WRITTEN REQUEST
Could you copy every one of the entries below, line for line and without any change?

[Object-pointing dataset rows]
Start
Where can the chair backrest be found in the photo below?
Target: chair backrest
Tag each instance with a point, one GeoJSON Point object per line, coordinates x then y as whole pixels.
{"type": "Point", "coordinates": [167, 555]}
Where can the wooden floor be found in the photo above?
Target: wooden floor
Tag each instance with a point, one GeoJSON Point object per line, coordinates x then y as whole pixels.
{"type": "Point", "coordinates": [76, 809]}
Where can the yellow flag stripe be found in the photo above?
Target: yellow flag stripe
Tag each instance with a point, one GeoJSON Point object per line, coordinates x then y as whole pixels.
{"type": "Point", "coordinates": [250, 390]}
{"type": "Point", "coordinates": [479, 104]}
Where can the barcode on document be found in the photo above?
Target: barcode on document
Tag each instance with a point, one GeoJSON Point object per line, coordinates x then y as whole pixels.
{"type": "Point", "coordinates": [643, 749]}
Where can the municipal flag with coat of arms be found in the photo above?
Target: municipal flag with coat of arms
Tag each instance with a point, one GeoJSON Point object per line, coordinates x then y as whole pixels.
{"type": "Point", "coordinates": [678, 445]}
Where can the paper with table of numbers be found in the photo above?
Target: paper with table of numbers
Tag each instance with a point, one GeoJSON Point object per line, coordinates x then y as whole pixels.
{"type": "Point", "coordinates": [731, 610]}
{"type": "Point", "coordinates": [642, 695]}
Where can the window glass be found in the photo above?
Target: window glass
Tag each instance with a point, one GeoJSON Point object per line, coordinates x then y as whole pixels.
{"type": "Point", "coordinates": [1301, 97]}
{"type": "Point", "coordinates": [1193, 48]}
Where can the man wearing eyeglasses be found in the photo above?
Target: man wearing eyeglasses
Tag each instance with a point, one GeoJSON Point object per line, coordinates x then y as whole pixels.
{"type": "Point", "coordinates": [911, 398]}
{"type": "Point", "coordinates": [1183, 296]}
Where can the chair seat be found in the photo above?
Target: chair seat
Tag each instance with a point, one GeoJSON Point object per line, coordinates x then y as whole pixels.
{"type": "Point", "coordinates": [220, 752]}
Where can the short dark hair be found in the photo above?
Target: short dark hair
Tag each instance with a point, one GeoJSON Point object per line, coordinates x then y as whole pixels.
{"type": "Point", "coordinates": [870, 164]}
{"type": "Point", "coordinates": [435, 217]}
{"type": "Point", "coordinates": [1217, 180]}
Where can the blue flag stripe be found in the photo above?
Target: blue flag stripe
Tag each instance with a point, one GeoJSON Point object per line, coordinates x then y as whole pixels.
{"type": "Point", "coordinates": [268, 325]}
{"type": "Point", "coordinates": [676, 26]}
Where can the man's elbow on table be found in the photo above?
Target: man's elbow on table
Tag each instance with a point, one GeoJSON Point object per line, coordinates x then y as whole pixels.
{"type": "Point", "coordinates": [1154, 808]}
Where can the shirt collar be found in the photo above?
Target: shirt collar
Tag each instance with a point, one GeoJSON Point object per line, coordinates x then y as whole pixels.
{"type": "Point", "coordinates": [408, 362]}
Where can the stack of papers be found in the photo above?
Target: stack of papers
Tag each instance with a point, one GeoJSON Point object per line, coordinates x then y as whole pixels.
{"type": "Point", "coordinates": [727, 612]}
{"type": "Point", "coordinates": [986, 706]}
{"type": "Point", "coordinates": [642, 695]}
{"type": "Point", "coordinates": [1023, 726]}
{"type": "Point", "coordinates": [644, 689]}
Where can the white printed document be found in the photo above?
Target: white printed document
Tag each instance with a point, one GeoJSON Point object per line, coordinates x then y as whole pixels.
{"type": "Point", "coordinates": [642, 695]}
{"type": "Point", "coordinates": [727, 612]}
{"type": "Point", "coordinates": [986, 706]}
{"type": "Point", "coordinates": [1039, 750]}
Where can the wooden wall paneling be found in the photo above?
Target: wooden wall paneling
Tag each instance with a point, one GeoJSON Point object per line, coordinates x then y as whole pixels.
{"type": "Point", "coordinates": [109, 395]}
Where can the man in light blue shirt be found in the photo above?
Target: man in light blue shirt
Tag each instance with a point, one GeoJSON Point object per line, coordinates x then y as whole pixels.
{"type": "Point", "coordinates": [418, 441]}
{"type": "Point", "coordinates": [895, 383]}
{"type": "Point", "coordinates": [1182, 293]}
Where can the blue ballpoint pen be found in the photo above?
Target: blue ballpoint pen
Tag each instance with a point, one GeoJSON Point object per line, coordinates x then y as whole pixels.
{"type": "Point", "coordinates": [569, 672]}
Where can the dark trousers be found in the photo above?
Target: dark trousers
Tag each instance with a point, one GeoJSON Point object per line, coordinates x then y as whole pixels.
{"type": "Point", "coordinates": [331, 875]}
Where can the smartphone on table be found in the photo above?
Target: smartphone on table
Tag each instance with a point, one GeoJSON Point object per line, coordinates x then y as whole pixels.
End
PROBLEM SOLUTION
Where can the chair backrest be found in the photo below?
Target: chair backrest
Tag each instance with a point, one GeoJSON Point object per line, coordinates x then y as whole pixels.
{"type": "Point", "coordinates": [167, 555]}
Where can the wooden floor be found in the photo above?
Target: wooden floor
Tag each instance with a point, one GeoJSON Point object per line, coordinates x then y as whole pixels.
{"type": "Point", "coordinates": [76, 809]}
Where can the yellow flag stripe be found in the photo above?
Target: yellow flag stripe
Tag each instance with a point, one GeoJSON Point object per line, coordinates x then y as whole pixels.
{"type": "Point", "coordinates": [250, 390]}
{"type": "Point", "coordinates": [479, 104]}
Where can the barcode on document be found in the photo above?
Target: barcode on document
Tag each instance with a point, one GeoJSON Point object per line, coordinates x then y as whole pixels.
{"type": "Point", "coordinates": [643, 749]}
Where can the municipal flag with coat of arms be found in the photo above?
Target: municipal flag with coat of arms
Tag each instance with a point, one GeoJSON Point object per line, coordinates x then y as whole pixels.
{"type": "Point", "coordinates": [678, 445]}
Where can the paper with table of numbers be found in the photo above?
Target: paper with table of numbers
Tag each instance with a point, one GeoJSON Point object per line, coordinates x then y as whole pixels.
{"type": "Point", "coordinates": [731, 610]}
{"type": "Point", "coordinates": [642, 695]}
Where can the window glass be found in the photo above?
Target: window glass
Tag each instance with a point, one GeoJSON Point object per line, coordinates x then y as whole pixels.
{"type": "Point", "coordinates": [1301, 97]}
{"type": "Point", "coordinates": [1193, 48]}
Where can the man wearing eyeglasses be found in the photo above?
Target: man wearing eyeglasses
Tag each instance with a point, one GeoJSON Point object per line, coordinates x then y as whole pixels.
{"type": "Point", "coordinates": [911, 398]}
{"type": "Point", "coordinates": [1183, 296]}
Where can the chair seat be found in the photo above?
Target: chair seat
Tag each instance with a point, one GeoJSON Point object per line, coordinates x then y as whole pixels.
{"type": "Point", "coordinates": [220, 752]}
Where can the short dark hair be found in the photo above?
Target: short dark hair
Tag each instance with a point, one GeoJSON Point object per line, coordinates x then y as whole pixels.
{"type": "Point", "coordinates": [870, 164]}
{"type": "Point", "coordinates": [435, 217]}
{"type": "Point", "coordinates": [1217, 180]}
Where can the blue flag stripe be found in the photo above?
Target: blue flag stripe
Tag each instance with a point, one GeoJSON Point object per line, coordinates x then y as whole pixels.
{"type": "Point", "coordinates": [268, 325]}
{"type": "Point", "coordinates": [676, 26]}
Where can the man's elbow on table be found in the photo above?
Target: man's elbow on table
Tag each instance with a point, one GeoJSON Point object per line, coordinates x then y as whole pixels.
{"type": "Point", "coordinates": [1154, 808]}
Where can the shirt collar be found in the photo above?
Target: shirt collar
Tag each instance with a point, one GeoJSON Point object per line, coordinates x then y as whole pixels.
{"type": "Point", "coordinates": [408, 362]}
Where can the stack of papers be found in the photo above?
Target: stack of papers
Tag each instance with a point, one GeoJSON Point object per line, coordinates x then y as whole pixels.
{"type": "Point", "coordinates": [727, 612]}
{"type": "Point", "coordinates": [986, 706]}
{"type": "Point", "coordinates": [642, 695]}
{"type": "Point", "coordinates": [1023, 726]}
{"type": "Point", "coordinates": [644, 689]}
Where can the white printed document be found in the photo above?
Target: white printed document
Tag each instance with a point, one GeoJSON Point object per line, coordinates x then y as whole pixels.
{"type": "Point", "coordinates": [642, 695]}
{"type": "Point", "coordinates": [727, 612]}
{"type": "Point", "coordinates": [986, 706]}
{"type": "Point", "coordinates": [1039, 750]}
Where can the wooden wall paneling be found in the photo above?
Target: wooden wall paneling
Tag each instance with a point, one GeoJSON Point object per line, coordinates x then y as whole pixels.
{"type": "Point", "coordinates": [109, 395]}
Where can the man in light blue shirt be found in the photo above?
Target: man in light blue shirt
Tag each instance with a point, one GeoJSON Point object per line, coordinates x then y as whole pixels.
{"type": "Point", "coordinates": [418, 441]}
{"type": "Point", "coordinates": [895, 383]}
{"type": "Point", "coordinates": [1182, 293]}
Where can the blue ballpoint pen be found in the photo above?
Target: blue ballpoint pen
Tag each instance with a point, one GeoJSON Point object per line, coordinates x then y as whole pixels.
{"type": "Point", "coordinates": [569, 672]}
Where can the dark trousers be found in the photo above?
Target: dark trousers
Tag each instance with a point, one GeoJSON Point object per line, coordinates x then y as whole pixels.
{"type": "Point", "coordinates": [331, 875]}
Where can the smartphone on table be found in the photo above?
Target: smartphone on table
Tag each instance with a point, one GeoJSON Point object per line, coordinates x then y as whole pixels.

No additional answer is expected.